The task:
Your answer should be the full listing, copied word for word.

Data records:
•••••

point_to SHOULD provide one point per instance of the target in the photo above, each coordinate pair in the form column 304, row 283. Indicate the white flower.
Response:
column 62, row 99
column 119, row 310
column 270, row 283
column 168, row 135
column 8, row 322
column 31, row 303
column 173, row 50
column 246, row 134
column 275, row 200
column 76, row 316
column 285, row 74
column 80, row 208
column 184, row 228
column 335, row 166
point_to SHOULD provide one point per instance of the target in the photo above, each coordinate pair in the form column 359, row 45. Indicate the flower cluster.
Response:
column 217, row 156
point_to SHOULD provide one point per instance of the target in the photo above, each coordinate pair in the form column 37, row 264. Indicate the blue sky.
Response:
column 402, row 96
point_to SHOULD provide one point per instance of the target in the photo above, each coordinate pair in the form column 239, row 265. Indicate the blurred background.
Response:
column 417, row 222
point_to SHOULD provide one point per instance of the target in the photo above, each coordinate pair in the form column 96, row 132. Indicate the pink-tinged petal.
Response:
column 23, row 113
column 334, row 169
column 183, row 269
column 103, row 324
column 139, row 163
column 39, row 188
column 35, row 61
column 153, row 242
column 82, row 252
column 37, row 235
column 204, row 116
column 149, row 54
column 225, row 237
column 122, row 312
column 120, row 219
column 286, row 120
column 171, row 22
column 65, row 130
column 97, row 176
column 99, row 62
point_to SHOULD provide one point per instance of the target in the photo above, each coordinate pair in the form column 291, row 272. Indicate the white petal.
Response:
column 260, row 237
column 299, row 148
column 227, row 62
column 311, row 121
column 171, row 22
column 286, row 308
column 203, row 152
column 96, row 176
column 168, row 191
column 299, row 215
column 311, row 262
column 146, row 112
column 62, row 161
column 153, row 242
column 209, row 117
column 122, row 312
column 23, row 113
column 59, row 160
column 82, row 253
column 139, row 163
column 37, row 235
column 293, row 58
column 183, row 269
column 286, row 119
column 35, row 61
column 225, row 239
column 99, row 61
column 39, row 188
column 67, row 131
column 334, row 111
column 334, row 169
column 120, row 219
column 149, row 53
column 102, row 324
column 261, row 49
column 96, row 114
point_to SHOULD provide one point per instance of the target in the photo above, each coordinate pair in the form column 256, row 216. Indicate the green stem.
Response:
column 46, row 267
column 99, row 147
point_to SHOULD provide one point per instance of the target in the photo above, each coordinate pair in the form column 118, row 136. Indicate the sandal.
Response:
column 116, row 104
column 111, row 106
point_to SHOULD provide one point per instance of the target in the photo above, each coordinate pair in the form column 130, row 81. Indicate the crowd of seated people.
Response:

•••••

Task output:
point_to SHOULD provide one point per instance of the target in the photo above, each coordinate pair in the form column 304, row 283. Indicate the white flower.
Response:
column 62, row 99
column 119, row 310
column 270, row 283
column 168, row 135
column 8, row 322
column 31, row 303
column 173, row 50
column 246, row 134
column 275, row 200
column 76, row 316
column 285, row 74
column 80, row 208
column 184, row 228
column 335, row 166
point_to SHOULD provide one point per instance of the target in the photo above, each coordinate pair in the form column 359, row 45. Indicate the flower cluster.
Response:
column 217, row 156
point_to SHOULD provide one point per instance of the target in the photo above, each coordinate pair in the form column 37, row 264. Indicate the blue sky.
Response:
column 402, row 96
point_to SHOULD provide one point per instance of the target in the photo above, each coordinate pair in the form column 239, row 265. Indicate the blurred background.
Response:
column 417, row 222
point_to SHOULD provide one point per instance of the target in the photo above, each coordinate pair in the form column 96, row 132. Indicate the pink-tinged petal.
Response:
column 23, row 113
column 334, row 169
column 183, row 269
column 103, row 324
column 139, row 163
column 39, row 188
column 35, row 61
column 153, row 242
column 82, row 252
column 37, row 235
column 204, row 116
column 149, row 54
column 225, row 237
column 122, row 312
column 120, row 219
column 286, row 120
column 171, row 22
column 65, row 130
column 97, row 176
column 99, row 62
point_to SHOULD provide one point per instance of the target in the photo above, each coordinate pair in the form column 291, row 272. Indicate the white petal.
Response:
column 260, row 237
column 299, row 148
column 227, row 62
column 311, row 121
column 171, row 22
column 286, row 308
column 203, row 152
column 96, row 176
column 168, row 191
column 299, row 215
column 311, row 262
column 146, row 112
column 62, row 161
column 153, row 242
column 209, row 117
column 122, row 312
column 23, row 113
column 59, row 160
column 82, row 253
column 139, row 163
column 37, row 235
column 293, row 58
column 183, row 269
column 286, row 119
column 35, row 61
column 225, row 239
column 99, row 61
column 39, row 188
column 67, row 131
column 334, row 111
column 334, row 169
column 120, row 219
column 149, row 53
column 102, row 324
column 261, row 49
column 96, row 114
point_to SHOULD provide one point per instance of the target in the photo above, each coordinate pair in the form column 256, row 216. Indicate the green stem.
Response:
column 46, row 267
column 99, row 147
point_to SHOULD provide one point per instance of the target in the photo above, each coordinate pair in the form column 118, row 136. Indicate the sandal.
Response:
column 116, row 104
column 111, row 106
point_to SHOULD provide one point per instance of the target in the photo above, each coordinate pair in the form column 130, row 81. Indicate the crowd of seated people.
Response:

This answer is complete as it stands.